** SOURCE EXTRACT **
-- BEGIN --
I was warned to be shocked when I arrived in America - but in truth, at times I was horrified by what I saw. My experience of the USA to date has been filtered entirely through the big screen, with the bright lights, shiny filters and clever camera angles. This was not exactly the America I encountered as I made my solo trek.
Whilst I fell ridiculously head-over-heels in love with this amazingly welcoming country - and even more, with it's amazingly welcoming people - the vast divide between the rich and the poor is nothing short of staggering to the new and objective eye; the normalisation of the depravity certain members of society are forced to live amongst left me breathless at times.
The sheer magnitude of homelessness in the USA is incredible when compared to the UK - and being honest, it's very hard to stomach, even for those classed as 'experienced professionals' such as myself. When people refer to California as 'Mecca for America's Homeless' they really aren't joking. The words 'This is homelessness on steroids' left my mouth on more than a few occasions.
By the time I arrived in New York, I admit I felt emotionally void and a little broken. There were a lot of tears as I digested the previous three weeks and the desperate, helpless situations I had been exposed to. Skyping home became my saviour; alone in the big city, I felt a deep ache in my heart when it dawned on me that many of the people I had encountered ultimately wouldn't find - or even seek - adequate help.
-- END --
** DATA **
-- BEGIN --
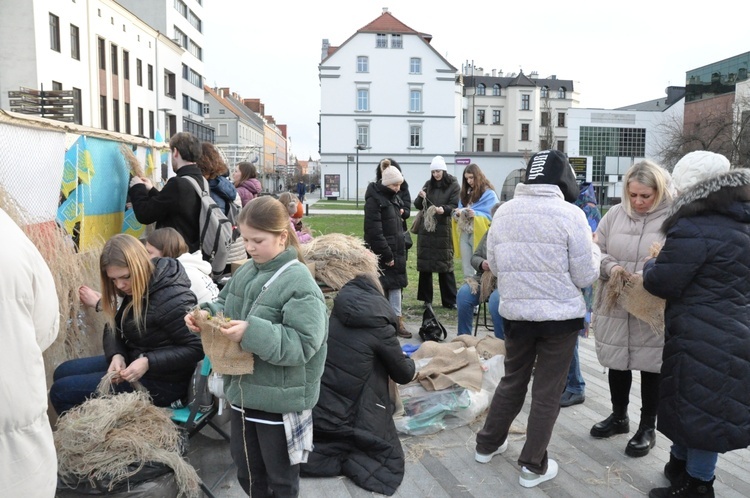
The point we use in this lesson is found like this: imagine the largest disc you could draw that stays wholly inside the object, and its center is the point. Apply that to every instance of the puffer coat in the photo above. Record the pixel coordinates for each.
(703, 272)
(435, 249)
(353, 430)
(622, 341)
(172, 350)
(384, 234)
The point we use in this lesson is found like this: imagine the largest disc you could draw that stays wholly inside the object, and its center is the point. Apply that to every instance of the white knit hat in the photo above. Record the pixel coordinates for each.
(696, 167)
(438, 163)
(392, 176)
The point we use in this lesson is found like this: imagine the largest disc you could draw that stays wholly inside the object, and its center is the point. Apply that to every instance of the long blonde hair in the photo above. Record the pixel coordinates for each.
(269, 215)
(651, 175)
(125, 251)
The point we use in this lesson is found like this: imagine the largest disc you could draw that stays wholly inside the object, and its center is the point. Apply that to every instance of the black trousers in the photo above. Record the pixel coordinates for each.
(447, 283)
(260, 453)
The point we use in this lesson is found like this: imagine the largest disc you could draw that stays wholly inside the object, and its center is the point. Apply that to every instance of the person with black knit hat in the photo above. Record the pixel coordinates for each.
(542, 251)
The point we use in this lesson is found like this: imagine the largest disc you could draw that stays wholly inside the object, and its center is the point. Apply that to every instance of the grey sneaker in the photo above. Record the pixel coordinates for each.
(529, 479)
(482, 458)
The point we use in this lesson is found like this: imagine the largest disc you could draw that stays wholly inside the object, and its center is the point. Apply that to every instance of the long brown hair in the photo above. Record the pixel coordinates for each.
(125, 251)
(269, 215)
(471, 195)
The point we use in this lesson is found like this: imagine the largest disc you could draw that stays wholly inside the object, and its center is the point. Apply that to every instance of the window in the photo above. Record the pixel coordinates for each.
(75, 43)
(415, 65)
(101, 54)
(126, 64)
(525, 131)
(54, 32)
(103, 111)
(363, 64)
(415, 135)
(415, 101)
(363, 100)
(127, 118)
(113, 49)
(363, 135)
(116, 114)
(77, 110)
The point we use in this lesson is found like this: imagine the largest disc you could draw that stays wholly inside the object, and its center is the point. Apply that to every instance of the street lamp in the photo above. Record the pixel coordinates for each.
(358, 147)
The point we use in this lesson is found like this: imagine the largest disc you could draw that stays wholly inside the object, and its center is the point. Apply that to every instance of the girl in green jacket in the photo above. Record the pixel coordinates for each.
(277, 313)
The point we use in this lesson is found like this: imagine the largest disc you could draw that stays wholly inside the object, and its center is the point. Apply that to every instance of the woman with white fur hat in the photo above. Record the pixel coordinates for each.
(703, 271)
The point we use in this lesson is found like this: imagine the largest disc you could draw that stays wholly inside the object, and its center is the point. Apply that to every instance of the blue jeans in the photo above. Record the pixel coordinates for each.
(701, 464)
(575, 384)
(466, 302)
(77, 380)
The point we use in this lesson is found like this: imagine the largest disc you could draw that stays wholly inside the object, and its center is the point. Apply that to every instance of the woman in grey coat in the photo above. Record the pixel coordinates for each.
(623, 342)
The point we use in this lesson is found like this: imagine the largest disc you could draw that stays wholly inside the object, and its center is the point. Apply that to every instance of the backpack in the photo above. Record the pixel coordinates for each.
(216, 230)
(431, 329)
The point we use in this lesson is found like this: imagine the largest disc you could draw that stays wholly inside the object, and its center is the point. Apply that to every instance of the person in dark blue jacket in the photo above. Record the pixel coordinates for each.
(703, 272)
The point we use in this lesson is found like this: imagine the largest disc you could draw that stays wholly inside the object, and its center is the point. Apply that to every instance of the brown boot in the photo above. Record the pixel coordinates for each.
(402, 332)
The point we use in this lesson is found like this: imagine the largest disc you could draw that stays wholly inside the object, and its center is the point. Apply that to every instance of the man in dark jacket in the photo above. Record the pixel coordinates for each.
(703, 271)
(177, 205)
(353, 430)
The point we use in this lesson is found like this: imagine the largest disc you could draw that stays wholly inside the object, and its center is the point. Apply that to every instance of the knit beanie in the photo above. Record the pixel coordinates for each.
(392, 176)
(551, 167)
(697, 166)
(438, 163)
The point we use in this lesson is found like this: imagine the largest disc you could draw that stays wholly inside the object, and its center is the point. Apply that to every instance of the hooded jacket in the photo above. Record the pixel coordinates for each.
(384, 234)
(353, 430)
(29, 319)
(172, 350)
(703, 271)
(622, 341)
(540, 248)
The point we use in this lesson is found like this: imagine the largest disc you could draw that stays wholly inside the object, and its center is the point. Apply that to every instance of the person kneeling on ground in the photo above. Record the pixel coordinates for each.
(353, 429)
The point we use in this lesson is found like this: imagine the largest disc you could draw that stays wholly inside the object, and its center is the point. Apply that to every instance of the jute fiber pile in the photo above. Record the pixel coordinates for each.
(338, 258)
(227, 357)
(110, 437)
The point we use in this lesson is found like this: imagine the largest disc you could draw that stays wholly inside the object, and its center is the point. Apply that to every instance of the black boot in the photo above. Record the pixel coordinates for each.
(674, 469)
(644, 439)
(617, 423)
(688, 487)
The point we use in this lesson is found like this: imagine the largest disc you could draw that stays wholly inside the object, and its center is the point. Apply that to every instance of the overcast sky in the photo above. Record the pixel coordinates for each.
(617, 53)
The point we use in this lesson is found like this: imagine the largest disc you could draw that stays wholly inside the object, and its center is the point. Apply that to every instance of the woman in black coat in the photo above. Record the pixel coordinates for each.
(703, 271)
(353, 430)
(146, 339)
(384, 235)
(435, 249)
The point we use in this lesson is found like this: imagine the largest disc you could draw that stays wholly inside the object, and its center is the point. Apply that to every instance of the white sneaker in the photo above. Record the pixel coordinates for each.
(529, 479)
(482, 458)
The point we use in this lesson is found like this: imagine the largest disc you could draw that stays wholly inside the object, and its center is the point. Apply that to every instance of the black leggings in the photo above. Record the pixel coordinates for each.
(619, 388)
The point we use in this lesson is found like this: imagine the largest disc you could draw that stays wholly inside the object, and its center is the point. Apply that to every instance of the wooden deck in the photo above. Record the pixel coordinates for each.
(442, 465)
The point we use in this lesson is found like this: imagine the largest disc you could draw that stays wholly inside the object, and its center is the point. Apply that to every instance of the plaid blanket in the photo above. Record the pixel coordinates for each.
(298, 428)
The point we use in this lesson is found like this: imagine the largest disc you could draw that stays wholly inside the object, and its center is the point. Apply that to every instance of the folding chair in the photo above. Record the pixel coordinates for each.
(193, 420)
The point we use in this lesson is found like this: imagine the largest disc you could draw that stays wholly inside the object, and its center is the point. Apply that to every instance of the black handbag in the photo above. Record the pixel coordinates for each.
(431, 329)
-- END --
** EXERCISE AIM **
In the account of homelessness in the USA, how did the writer feel by the time of arriving in New York? This data has no connection to the account of homelessness in the USA.

** EXERCISE ANSWER **
Emotionally void and a little broken.